> _Data entries_:
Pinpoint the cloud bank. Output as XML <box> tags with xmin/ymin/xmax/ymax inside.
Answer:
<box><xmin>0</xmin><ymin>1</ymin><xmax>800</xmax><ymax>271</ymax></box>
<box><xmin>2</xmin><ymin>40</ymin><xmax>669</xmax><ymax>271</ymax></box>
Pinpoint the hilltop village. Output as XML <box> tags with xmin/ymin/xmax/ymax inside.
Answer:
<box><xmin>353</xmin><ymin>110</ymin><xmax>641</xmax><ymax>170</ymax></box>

---

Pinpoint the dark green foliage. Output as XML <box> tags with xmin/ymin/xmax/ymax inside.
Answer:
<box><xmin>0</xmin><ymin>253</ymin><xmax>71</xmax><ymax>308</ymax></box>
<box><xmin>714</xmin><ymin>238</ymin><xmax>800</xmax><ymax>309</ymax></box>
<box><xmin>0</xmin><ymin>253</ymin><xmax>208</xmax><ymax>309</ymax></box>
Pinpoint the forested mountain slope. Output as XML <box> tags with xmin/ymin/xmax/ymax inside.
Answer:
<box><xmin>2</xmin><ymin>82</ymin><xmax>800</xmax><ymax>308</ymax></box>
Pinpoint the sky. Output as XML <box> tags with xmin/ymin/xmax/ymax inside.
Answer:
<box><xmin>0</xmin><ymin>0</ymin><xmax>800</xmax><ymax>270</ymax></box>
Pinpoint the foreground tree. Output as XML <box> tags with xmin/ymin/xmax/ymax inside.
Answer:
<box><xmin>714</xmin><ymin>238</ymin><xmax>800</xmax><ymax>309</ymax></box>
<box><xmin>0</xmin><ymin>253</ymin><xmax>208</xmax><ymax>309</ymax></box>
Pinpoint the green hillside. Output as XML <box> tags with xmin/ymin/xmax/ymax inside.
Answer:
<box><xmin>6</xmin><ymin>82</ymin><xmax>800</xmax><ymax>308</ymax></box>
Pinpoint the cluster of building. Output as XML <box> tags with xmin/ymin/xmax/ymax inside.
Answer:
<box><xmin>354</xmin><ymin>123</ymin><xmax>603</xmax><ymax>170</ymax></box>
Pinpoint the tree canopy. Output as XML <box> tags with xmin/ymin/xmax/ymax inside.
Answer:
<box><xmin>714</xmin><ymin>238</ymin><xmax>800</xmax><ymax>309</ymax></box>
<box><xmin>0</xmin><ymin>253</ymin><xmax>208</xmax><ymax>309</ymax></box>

> _Stated exercise_:
Count the lines in the two blocks above that contain the string "Pinpoint", and give only that number.

> _Full output_:
9